— Start of DATA SHOWN —

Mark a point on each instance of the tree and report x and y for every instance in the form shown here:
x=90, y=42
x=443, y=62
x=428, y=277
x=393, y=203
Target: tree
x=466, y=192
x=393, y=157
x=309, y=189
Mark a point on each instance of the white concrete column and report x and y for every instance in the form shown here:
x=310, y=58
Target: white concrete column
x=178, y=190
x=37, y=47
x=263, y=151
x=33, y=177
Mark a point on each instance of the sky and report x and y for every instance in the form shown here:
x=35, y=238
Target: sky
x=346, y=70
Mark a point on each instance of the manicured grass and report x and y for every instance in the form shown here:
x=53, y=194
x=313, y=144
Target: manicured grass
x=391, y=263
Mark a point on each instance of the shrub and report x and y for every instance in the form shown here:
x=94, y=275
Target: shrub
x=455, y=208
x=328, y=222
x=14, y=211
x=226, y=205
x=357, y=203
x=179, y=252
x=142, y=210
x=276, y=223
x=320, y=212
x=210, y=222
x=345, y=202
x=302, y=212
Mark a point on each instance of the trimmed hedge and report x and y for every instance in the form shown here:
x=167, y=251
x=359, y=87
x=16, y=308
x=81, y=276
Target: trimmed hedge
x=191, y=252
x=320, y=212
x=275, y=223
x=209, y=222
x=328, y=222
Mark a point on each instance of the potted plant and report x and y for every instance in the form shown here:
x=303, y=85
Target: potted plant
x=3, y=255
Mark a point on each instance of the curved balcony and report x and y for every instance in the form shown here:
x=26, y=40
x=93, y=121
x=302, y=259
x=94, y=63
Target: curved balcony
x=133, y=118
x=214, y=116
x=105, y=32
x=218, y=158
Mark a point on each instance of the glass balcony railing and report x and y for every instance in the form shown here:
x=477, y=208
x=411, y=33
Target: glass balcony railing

— End of DATA SHOWN —

§ EXERCISE:
Retype all of the records above line for line, keeping every character unchanged.

§ THE COMPLETED TASK:
Mark a point on each instance of the tree and report x and y for every instance in the form shown here:
x=90, y=42
x=443, y=62
x=428, y=277
x=393, y=203
Target: tree
x=466, y=192
x=393, y=157
x=309, y=189
Mark a point on each instance of the white concrete column and report x and y for every instance in the form shown here:
x=310, y=58
Target: white concrete column
x=178, y=190
x=37, y=47
x=263, y=151
x=33, y=177
Mark a point on each instance of the sky and report x and y for every instance in the form shown here:
x=35, y=238
Target: sky
x=346, y=70
Mark a point on each instance of the manicured grass and report x and y for every instance in the form shown here:
x=53, y=194
x=313, y=144
Target: manicured grass
x=391, y=263
Mark a point on each instance of the shrub and report x and y for every instance in the form shown here:
x=94, y=275
Target: shrub
x=455, y=208
x=328, y=222
x=14, y=211
x=226, y=205
x=357, y=203
x=179, y=252
x=142, y=210
x=276, y=223
x=320, y=212
x=210, y=222
x=345, y=202
x=302, y=212
Mark a point on each instance of the trimmed hedge and report x and y for every instance in the form shown here:
x=167, y=251
x=359, y=87
x=16, y=308
x=81, y=276
Target: trimmed hedge
x=191, y=252
x=320, y=212
x=275, y=223
x=209, y=222
x=328, y=222
Mark a point on each instance of the potted plant and report x and y for every instance in the form shown here:
x=303, y=85
Target: potted plant
x=3, y=255
Mark a point on each instance of the curved balcony and report x and y for every instance in the form shown here:
x=26, y=40
x=93, y=121
x=302, y=259
x=94, y=63
Target: curved balcony
x=133, y=118
x=214, y=116
x=105, y=32
x=218, y=158
Mark a point on each instance of the glass balcony railing and report x and y for every instance in the form shown here:
x=477, y=208
x=411, y=33
Target: glass balcony railing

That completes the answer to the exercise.